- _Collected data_
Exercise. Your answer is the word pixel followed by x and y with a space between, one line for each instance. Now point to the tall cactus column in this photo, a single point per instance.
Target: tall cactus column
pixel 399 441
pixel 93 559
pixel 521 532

- _Work instructions_
Reproduce every line of the material above, changing nothing.

- _Response to the exercise_
Exercise. Your answer is the word pixel followed by x and y with a space between, one line for each instance. Now point to the tall cactus column in this photo, a single point per instance.
Target: tall cactus column
pixel 399 441
pixel 93 559
pixel 521 532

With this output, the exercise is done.